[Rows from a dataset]
# # # # # # #
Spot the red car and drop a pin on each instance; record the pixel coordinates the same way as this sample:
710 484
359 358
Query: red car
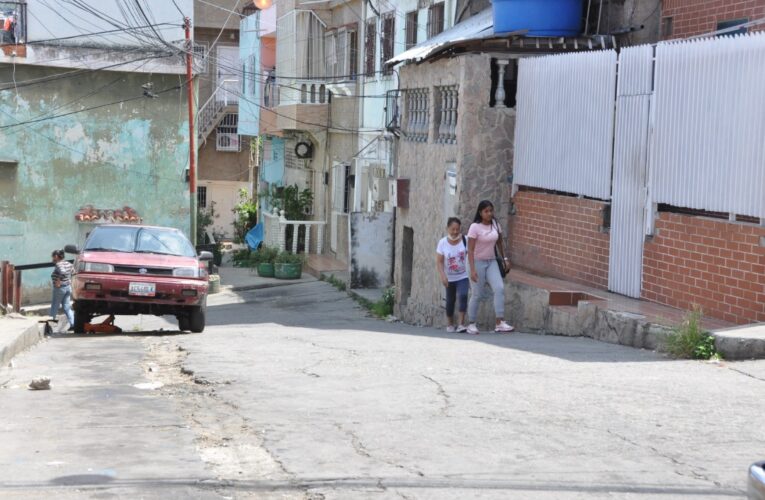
130 269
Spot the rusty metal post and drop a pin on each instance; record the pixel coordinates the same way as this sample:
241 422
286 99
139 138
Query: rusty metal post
4 283
16 291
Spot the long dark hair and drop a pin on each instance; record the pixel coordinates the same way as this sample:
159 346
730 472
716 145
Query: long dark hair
481 207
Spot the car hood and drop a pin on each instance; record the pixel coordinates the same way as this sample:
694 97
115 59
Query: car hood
138 259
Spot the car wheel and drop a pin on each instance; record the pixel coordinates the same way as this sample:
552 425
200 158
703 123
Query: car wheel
80 318
197 320
184 323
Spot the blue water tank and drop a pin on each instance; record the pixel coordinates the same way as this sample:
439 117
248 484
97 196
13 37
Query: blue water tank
540 17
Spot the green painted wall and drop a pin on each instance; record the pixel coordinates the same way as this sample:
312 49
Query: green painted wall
133 153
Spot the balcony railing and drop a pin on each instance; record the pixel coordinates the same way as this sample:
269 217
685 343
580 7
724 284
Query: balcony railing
13 23
313 91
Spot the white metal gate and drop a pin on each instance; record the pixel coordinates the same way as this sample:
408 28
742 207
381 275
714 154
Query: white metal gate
633 101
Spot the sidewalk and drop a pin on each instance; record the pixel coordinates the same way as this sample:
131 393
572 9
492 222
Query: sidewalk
559 307
17 333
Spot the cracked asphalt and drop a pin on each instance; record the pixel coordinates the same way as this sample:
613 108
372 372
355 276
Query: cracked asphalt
293 392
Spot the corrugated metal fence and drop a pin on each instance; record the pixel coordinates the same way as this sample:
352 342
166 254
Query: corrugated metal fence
689 132
565 123
709 131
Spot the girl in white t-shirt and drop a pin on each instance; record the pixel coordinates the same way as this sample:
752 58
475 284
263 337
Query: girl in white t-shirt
451 262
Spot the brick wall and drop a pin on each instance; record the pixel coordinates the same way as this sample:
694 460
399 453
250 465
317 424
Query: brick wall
715 264
694 17
560 236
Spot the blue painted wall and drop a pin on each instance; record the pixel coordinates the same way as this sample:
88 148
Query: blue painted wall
249 54
132 153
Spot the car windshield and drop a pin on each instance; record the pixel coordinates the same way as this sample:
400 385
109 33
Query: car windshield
140 240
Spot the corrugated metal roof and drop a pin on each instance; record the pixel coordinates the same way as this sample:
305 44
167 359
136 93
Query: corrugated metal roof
477 27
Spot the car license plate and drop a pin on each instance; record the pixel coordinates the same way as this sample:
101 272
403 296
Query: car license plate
142 289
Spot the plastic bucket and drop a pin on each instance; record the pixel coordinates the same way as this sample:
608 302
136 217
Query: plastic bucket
539 17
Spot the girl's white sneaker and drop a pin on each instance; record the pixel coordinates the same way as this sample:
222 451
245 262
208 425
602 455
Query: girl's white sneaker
503 327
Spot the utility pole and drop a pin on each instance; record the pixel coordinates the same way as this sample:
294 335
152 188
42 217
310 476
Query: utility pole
192 150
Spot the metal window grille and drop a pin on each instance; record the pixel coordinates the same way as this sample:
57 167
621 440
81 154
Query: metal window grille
387 36
227 138
435 19
446 126
201 50
13 23
417 120
411 29
370 41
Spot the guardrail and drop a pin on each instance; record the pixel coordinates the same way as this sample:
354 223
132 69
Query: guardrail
10 282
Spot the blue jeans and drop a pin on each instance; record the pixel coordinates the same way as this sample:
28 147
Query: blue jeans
457 289
488 272
62 296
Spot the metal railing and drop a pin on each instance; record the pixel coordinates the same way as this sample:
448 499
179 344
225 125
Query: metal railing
10 282
13 23
275 232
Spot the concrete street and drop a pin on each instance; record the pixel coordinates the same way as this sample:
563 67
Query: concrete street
293 392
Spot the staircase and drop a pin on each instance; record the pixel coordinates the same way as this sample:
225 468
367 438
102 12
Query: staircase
212 112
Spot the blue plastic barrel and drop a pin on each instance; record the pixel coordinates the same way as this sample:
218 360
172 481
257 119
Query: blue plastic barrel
539 17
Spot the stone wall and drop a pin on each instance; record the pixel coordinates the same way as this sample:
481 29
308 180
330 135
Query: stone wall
480 159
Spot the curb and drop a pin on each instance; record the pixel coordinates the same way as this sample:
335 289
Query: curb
26 339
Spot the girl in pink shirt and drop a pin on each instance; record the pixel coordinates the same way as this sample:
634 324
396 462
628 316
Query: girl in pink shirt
483 235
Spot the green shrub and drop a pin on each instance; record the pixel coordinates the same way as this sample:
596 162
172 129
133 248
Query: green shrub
689 340
240 258
264 255
289 258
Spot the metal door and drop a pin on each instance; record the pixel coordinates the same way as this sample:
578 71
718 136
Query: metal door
634 88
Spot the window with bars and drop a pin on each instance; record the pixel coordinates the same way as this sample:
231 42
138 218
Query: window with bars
370 40
353 52
446 114
435 19
387 36
411 29
200 57
227 138
416 123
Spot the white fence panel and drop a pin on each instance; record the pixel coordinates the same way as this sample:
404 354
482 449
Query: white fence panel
709 151
565 123
630 161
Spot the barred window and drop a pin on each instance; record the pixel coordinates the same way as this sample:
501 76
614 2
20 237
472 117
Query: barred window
388 33
370 40
416 123
411 29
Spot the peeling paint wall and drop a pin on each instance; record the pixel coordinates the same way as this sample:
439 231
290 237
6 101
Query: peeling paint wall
372 249
133 153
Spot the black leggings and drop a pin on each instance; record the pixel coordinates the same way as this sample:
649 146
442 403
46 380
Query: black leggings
457 288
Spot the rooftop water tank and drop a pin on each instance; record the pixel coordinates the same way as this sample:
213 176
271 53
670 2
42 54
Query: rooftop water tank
539 17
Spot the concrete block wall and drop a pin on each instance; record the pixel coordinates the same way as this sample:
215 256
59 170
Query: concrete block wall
716 264
560 236
695 17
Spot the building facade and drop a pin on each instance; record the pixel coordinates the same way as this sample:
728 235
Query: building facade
93 128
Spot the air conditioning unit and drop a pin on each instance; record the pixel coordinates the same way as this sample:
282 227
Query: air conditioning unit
380 189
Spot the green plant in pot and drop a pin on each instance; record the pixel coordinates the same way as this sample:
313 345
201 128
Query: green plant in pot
263 260
288 266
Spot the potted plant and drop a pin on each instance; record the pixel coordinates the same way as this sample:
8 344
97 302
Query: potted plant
288 266
263 261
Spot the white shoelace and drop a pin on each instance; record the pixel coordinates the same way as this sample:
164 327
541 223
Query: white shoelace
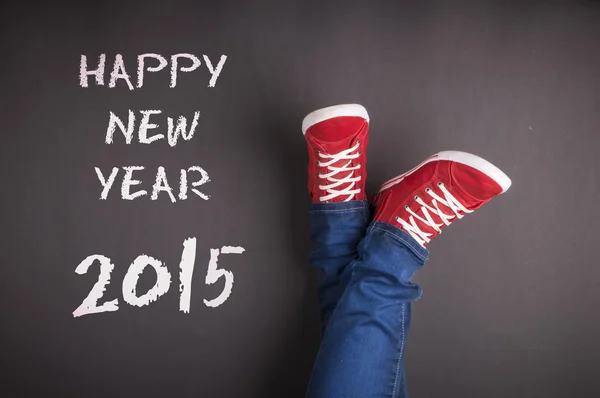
332 192
449 201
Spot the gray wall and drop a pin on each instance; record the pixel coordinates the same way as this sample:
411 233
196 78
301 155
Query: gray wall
511 298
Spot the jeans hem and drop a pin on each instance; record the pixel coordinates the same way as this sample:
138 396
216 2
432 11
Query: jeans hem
402 237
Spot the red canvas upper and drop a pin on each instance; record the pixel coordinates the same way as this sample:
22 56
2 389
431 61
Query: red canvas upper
398 197
332 137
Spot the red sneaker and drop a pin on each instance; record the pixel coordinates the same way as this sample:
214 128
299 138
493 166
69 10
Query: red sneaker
441 189
337 141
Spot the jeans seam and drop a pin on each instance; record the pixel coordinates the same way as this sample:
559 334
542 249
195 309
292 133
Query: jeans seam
402 338
323 211
401 239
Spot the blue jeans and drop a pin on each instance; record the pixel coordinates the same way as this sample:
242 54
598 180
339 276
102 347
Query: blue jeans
365 298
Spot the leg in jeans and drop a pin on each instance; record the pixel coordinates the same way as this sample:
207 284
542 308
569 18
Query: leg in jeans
362 351
336 228
337 139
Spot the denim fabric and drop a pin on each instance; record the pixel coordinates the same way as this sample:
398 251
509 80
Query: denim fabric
365 297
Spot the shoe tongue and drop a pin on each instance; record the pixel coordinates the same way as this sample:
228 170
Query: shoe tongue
476 185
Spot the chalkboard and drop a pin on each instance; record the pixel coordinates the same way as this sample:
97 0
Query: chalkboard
155 225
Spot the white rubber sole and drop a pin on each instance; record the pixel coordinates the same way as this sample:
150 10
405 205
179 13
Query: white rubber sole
468 159
333 111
# # # # # # #
• [Objective]
Write out exactly the lines from the line holding "Spot the denim" through the last line of the data, and nothing besides those lines.

• [Written response]
Spot the denim fabric and drop a pin on each instance; record the pixel coordinates the same way as this sample:
398 251
509 80
Query: denim fabric
365 297
Spot the shoe tongue and drop a pin on each instance; record the pixel coordinates the same way as this sample:
228 170
Query: shoe tongue
476 185
Spot the chalkboard and drop a pin on each instance; record the pixel coordinates the same way as this sample:
97 0
Query: chalkboard
155 225
Spot the white rubber sole and drop a pin on each instance; record the pixel coordinates the same way as this sample:
150 10
405 205
179 13
Query: white rubber sole
468 159
333 111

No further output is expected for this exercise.